WHAT IS ASKED: Reproduce every line of the listing below, requests included, but increase each coordinate in the marked points by 93. Leave the pictures out of your answer.

INPUT FOR THIS TASK:
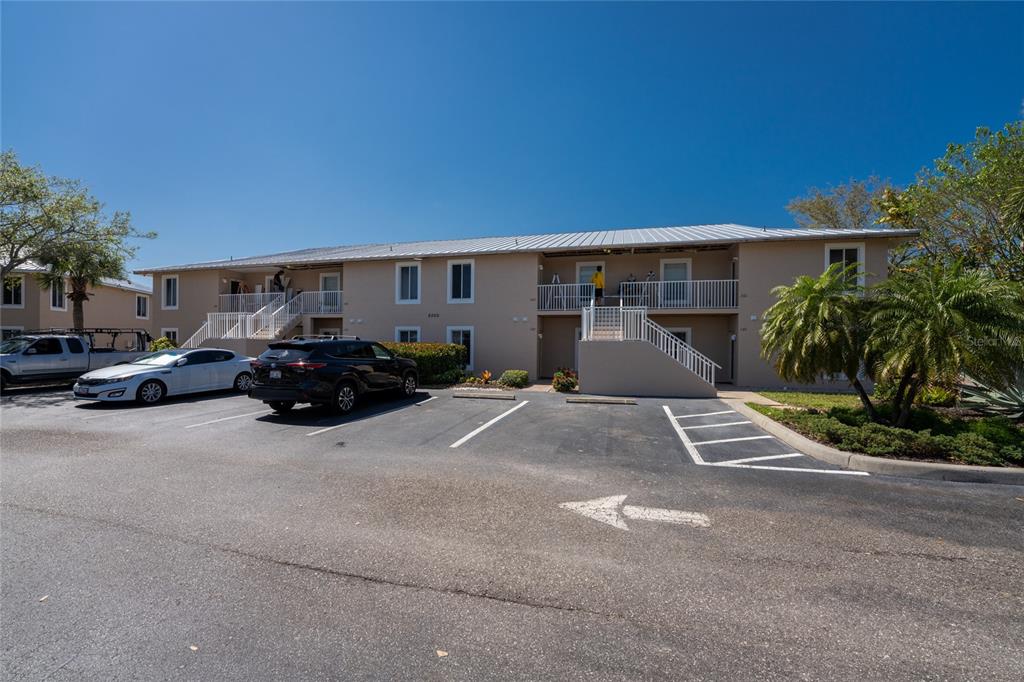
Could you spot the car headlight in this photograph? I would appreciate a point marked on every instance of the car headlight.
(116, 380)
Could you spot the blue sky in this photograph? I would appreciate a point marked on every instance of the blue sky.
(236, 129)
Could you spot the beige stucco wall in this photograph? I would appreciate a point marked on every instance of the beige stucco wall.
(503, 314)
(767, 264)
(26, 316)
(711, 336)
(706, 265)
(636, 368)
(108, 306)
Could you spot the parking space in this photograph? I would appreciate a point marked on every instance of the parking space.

RESPONSE FOR THIS EXERCISE:
Could you spot the car headlight in this photograph? I would appreciate a point marked on every instance of the car headlight.
(209, 473)
Could you spot the blue sky in this photograph? I would appreciate a point marked on every instance of the blue sky.
(329, 222)
Could you spot the beige stucco wall in this photograph? I would appreciate a point marked on every instance of the beige stucco wall.
(596, 407)
(860, 357)
(119, 409)
(804, 429)
(799, 358)
(729, 461)
(201, 399)
Could you spot the parking space in this photograph? I would appreciate a point marked on every instance of the parking space.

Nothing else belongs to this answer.